__文書__:
■ ■ ■ ■ ■

【ステップ2完了】大丈夫か「収束宣言」

被災地地元紙福島民報より(12月17日) 
  東京電力福島第一原発事故の収束に向けた工程表「ステップ2」完了を宣言する。「冷温停止状態」が達成され、事故は収束した−。野田佳彦首相が16日発表した。
 「収束宣言」は現状からすれば、あまりに唐突で違和感を覚える。首相は「事故との闘いが全て終わるわけではない」としているものの、「ステップ2の年内完了」という日程を優先した対応になってはいないか。「事故収束」との政府見解が一人歩きし、安全対策や事故への関心を薄れさせる恐れはないのか
 原子炉の損傷具合や溶けた核燃料の現状は確認できていない。注水による温度変化や格納容器内の放射性物質の解析から推定するしかないという。放射性物質の外部放出も止まっていない。原子力安全委員会の班目春樹委員長は「炉の中の状態が分からず、何が起こるかきちんと予想することが難しい」と認める。
 炉建屋や使用済み燃料プールは水素爆発によって傷みが激しい。循環注水冷却システムも綱渡りの状態が続く。崩落や汚染物質漏えいの危険性が依然残る。安全・安心とは言い難い。炉内部の調査・測定や不測の事態に対応できる体制の確立が不可欠だ。

■ ■ ■ ■ ■

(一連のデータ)
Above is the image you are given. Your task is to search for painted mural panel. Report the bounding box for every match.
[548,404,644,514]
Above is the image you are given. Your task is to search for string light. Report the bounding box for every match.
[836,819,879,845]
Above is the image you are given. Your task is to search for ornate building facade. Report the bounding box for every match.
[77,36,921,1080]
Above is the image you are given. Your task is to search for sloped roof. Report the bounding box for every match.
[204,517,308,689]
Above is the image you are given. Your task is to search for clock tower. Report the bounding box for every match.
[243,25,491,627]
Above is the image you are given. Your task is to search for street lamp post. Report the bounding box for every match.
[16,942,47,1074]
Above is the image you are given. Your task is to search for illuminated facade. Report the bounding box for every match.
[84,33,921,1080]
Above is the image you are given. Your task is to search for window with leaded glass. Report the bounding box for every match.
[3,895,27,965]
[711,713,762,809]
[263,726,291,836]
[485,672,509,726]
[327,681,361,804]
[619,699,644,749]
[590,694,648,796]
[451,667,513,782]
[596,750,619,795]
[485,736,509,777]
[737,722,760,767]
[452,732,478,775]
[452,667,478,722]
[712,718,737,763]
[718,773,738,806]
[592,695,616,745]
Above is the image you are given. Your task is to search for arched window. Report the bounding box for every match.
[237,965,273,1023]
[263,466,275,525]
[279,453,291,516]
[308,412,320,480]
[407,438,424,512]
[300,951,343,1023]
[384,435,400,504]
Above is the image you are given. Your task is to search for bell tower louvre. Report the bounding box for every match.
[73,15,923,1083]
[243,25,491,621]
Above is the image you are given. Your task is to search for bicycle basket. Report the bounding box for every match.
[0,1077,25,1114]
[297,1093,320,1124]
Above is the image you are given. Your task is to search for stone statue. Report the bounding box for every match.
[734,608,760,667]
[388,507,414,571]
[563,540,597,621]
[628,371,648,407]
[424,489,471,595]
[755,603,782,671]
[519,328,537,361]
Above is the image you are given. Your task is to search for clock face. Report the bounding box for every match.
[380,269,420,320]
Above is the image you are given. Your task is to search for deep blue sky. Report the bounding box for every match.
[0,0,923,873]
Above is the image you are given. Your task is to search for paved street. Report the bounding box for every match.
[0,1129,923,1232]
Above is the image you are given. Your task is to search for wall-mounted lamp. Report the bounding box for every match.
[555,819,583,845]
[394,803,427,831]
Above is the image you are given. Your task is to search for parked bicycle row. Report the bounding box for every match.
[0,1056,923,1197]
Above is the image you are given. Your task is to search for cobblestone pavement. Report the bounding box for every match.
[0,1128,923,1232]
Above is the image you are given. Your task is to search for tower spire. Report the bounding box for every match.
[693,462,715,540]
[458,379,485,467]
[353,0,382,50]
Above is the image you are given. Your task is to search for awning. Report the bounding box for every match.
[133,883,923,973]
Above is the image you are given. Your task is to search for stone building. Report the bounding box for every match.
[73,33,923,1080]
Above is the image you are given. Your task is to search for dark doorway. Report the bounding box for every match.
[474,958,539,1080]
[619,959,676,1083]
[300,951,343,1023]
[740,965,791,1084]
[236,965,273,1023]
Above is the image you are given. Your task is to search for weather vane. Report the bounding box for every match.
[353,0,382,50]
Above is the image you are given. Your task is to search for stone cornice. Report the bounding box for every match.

■ ■ ■ ■ ■

__指示文__:
文書によると、福島第一原発事故の収束に向けた工程表「ステップ2」の完了を16日に発表したのは誰ですか。

__解答文__:
野田佳彦首相です。